Go through the listing below and list every line with "vent".

........

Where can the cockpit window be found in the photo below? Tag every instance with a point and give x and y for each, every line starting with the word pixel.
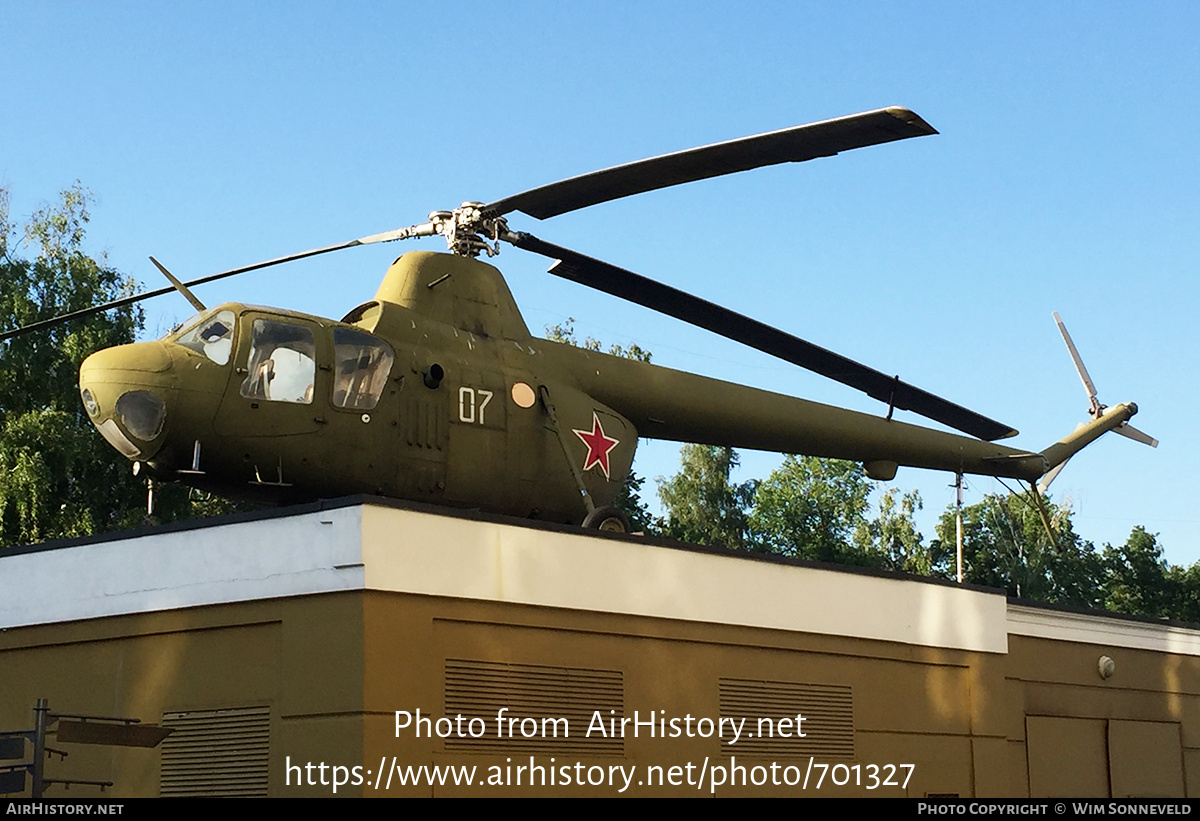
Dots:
pixel 211 336
pixel 361 367
pixel 282 363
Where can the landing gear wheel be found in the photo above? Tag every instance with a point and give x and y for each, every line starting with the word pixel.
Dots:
pixel 609 520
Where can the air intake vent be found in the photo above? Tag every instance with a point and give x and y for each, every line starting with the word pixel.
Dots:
pixel 828 724
pixel 216 753
pixel 480 689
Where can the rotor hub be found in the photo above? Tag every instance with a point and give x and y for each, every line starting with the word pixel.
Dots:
pixel 468 231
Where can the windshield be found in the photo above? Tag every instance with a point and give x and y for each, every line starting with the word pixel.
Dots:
pixel 211 336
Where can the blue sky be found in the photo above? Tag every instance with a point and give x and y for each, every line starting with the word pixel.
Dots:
pixel 1063 179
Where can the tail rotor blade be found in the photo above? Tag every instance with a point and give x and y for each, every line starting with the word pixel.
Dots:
pixel 1132 432
pixel 1089 387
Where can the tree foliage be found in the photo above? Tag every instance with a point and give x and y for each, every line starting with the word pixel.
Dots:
pixel 58 477
pixel 815 509
pixel 702 505
pixel 1005 545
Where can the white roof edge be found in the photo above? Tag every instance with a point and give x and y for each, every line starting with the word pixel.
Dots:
pixel 1099 629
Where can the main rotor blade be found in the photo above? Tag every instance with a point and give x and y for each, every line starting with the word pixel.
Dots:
pixel 387 237
pixel 797 144
pixel 681 305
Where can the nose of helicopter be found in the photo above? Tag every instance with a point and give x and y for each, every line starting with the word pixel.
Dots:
pixel 125 391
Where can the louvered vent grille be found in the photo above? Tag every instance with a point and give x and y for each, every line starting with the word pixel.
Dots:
pixel 479 689
pixel 828 712
pixel 216 753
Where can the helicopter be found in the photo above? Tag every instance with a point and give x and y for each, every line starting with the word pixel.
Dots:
pixel 435 390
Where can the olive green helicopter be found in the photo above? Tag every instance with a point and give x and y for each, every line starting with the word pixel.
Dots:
pixel 436 390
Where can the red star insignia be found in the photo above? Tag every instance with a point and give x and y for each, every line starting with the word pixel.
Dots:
pixel 599 445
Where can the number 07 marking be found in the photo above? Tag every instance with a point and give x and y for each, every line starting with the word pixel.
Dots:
pixel 472 405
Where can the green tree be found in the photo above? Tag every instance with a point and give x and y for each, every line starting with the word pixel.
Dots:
pixel 895 543
pixel 629 496
pixel 702 505
pixel 1138 581
pixel 1005 545
pixel 814 508
pixel 58 477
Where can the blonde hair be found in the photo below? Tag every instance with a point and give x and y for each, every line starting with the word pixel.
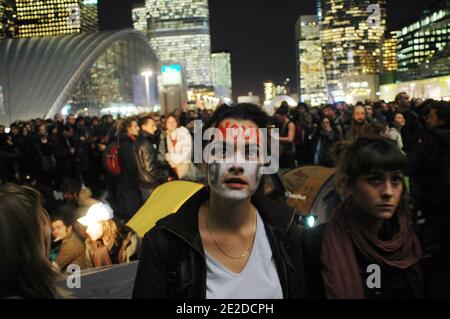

........

* [TASK RESPONSE]:
Where can the air intake vent be found in the photo above? Tag every instance with a point and give x and y for each, every line starting with the word pixel.
Where can the louvered vent grille be found in the photo above? Tag every instance with a point and give x and y for each, every line starting with the word pixel.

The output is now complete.